Exercise details:
Please extract every line in the rows that contains the word "flat".

== Records provided ==

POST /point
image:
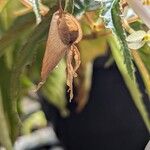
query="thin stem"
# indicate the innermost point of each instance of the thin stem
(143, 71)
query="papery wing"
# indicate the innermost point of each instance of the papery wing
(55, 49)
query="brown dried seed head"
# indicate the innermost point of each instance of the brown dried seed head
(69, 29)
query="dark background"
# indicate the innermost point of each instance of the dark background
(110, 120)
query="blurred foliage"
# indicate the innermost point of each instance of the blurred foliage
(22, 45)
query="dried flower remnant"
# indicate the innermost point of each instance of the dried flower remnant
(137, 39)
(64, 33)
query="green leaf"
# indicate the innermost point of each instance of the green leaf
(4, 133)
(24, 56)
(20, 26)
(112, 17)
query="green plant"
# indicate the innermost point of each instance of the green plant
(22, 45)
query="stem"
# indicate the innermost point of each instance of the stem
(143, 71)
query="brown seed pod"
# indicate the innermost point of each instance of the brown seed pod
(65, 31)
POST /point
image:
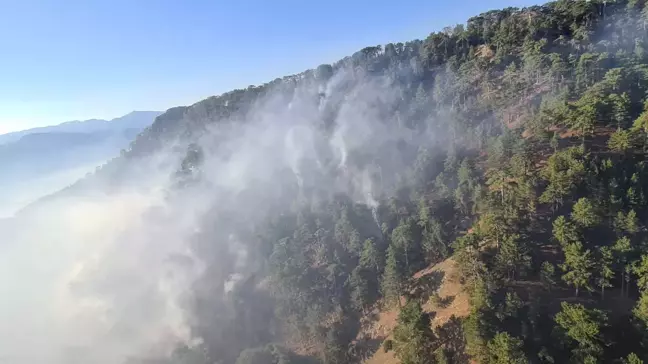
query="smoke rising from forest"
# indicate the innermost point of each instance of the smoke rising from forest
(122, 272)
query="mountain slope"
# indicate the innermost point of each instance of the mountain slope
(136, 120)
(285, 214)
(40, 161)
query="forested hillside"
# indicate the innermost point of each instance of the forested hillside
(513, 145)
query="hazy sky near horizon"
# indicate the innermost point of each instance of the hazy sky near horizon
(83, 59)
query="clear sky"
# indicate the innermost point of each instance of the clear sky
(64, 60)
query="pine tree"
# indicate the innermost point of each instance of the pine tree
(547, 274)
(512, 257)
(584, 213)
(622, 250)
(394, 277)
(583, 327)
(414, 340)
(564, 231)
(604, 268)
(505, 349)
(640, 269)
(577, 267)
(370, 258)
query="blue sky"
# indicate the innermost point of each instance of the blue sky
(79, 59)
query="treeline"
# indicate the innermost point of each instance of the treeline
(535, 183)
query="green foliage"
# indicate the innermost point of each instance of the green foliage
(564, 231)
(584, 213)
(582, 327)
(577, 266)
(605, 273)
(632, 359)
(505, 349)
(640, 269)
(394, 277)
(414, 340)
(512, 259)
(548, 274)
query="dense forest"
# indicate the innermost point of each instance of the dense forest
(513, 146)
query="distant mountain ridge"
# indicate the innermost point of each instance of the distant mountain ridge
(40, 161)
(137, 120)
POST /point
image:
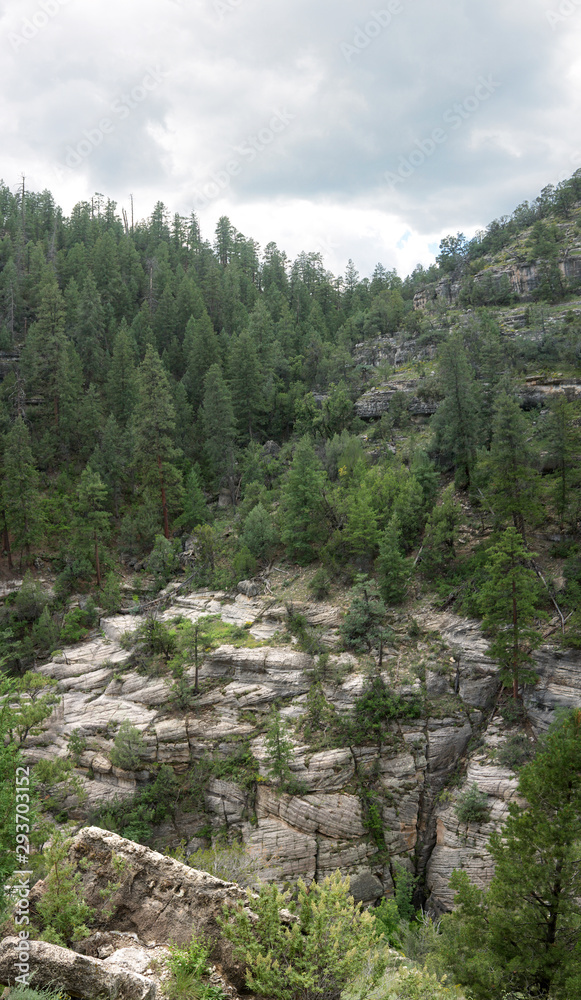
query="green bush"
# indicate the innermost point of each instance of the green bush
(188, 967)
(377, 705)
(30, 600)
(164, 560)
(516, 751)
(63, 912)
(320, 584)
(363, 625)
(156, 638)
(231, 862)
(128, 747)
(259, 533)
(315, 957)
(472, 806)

===
== Records provided ==

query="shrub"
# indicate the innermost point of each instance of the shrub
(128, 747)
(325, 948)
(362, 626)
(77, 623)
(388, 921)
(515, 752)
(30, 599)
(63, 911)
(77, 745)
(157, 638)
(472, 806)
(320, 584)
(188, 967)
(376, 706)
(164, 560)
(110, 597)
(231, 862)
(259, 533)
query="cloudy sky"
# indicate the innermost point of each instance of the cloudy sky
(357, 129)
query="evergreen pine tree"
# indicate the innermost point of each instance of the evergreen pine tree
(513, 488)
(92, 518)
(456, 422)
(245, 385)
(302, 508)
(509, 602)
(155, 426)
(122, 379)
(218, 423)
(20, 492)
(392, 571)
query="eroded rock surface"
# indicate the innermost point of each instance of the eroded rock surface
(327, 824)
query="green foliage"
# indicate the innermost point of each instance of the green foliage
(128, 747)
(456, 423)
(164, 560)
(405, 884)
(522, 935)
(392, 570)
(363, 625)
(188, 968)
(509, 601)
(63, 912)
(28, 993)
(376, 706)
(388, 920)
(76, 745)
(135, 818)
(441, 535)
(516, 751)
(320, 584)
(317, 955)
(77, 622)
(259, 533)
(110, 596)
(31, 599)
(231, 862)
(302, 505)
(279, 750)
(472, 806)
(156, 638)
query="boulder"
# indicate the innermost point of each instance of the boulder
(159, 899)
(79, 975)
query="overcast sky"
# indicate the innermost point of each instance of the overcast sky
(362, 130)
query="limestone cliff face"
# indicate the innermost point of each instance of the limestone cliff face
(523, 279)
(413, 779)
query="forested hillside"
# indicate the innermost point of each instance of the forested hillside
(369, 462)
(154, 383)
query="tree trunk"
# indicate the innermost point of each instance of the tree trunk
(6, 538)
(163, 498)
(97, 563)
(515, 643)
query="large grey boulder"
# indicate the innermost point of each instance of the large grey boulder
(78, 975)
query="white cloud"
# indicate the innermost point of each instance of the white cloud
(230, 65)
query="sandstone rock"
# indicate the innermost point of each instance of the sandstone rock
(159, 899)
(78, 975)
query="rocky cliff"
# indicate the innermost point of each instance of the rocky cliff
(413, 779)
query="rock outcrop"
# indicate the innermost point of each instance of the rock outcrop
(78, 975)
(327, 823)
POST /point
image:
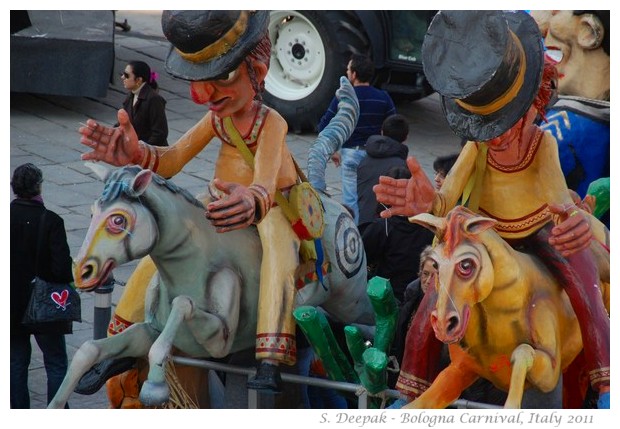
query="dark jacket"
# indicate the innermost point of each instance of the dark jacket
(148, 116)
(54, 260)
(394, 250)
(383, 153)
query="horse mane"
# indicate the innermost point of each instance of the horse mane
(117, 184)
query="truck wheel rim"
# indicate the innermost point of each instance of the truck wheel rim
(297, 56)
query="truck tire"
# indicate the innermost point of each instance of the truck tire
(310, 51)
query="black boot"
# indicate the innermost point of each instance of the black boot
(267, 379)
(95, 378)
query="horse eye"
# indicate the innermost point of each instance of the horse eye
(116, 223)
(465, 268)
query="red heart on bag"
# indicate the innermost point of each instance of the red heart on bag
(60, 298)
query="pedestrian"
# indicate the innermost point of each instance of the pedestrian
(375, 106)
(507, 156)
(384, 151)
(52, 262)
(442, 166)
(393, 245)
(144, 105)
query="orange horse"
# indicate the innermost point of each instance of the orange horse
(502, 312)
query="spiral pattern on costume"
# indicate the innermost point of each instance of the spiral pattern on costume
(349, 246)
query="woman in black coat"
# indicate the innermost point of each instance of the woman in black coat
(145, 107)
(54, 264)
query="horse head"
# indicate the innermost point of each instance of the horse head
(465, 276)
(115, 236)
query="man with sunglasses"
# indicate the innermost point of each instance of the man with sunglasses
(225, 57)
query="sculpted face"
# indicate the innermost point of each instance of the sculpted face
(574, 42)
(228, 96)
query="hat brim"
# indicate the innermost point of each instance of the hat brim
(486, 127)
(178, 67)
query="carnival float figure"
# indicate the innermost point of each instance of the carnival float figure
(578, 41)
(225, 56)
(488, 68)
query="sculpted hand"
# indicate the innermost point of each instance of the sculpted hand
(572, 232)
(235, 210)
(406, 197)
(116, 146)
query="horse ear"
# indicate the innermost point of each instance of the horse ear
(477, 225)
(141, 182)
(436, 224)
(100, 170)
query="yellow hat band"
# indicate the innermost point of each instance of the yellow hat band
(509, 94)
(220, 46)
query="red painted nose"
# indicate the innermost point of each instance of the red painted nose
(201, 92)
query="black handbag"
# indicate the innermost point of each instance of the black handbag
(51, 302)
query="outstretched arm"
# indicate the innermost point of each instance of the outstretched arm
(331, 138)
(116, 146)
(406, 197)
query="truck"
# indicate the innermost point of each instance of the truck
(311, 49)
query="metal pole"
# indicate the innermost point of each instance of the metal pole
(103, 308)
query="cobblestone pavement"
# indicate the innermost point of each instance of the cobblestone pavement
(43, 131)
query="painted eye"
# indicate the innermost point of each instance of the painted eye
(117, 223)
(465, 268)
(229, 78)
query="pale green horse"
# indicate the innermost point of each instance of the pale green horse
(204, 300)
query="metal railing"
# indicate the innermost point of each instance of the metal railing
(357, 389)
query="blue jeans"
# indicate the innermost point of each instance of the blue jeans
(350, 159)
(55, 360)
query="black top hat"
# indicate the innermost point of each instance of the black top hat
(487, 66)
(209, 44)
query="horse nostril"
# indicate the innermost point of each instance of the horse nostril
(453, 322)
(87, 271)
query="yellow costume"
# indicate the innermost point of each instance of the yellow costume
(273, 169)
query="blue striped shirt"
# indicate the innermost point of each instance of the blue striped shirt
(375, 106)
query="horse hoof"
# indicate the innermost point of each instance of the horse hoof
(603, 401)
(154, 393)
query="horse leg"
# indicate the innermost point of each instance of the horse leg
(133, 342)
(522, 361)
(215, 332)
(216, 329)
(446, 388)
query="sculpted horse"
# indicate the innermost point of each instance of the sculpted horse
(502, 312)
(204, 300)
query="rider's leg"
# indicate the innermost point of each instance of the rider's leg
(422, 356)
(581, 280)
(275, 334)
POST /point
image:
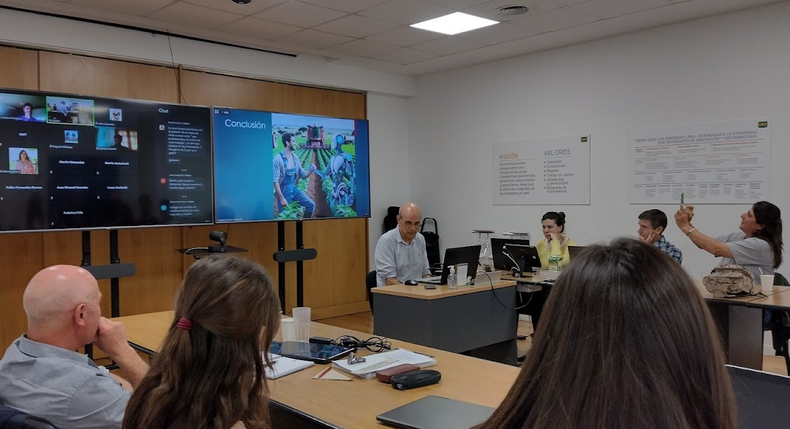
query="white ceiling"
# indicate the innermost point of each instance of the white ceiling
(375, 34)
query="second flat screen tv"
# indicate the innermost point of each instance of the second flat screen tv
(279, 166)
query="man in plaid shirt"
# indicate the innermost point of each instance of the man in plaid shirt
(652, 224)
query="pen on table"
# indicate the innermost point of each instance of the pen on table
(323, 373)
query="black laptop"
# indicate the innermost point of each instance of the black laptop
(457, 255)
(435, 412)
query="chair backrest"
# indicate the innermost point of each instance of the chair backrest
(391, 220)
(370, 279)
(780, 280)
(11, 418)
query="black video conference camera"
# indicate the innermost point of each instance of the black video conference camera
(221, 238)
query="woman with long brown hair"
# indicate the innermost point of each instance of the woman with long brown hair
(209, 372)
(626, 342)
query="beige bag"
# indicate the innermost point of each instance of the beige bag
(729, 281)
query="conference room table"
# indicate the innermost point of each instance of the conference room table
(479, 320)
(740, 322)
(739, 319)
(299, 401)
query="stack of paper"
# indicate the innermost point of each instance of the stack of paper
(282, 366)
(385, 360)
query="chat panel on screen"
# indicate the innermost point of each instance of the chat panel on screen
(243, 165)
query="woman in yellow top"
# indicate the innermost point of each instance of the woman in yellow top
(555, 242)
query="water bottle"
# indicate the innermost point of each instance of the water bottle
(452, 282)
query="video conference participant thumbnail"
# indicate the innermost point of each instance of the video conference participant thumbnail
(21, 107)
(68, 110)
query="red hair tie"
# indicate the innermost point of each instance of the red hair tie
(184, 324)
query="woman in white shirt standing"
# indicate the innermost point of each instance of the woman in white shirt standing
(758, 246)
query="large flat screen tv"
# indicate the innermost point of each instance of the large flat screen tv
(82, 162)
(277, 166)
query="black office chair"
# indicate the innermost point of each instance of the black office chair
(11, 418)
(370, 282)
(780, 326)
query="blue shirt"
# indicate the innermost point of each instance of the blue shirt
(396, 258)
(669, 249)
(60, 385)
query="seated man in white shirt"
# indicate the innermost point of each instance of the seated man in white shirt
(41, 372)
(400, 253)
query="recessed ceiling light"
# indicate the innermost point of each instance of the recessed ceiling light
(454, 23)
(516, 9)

===

Exercise result:
query="second flat screen tv"
# indicate the innermost point of each instance of the second flat screen tv
query="large flat screen tv"
# indicate the innermost point of each instance of the large flat screen tv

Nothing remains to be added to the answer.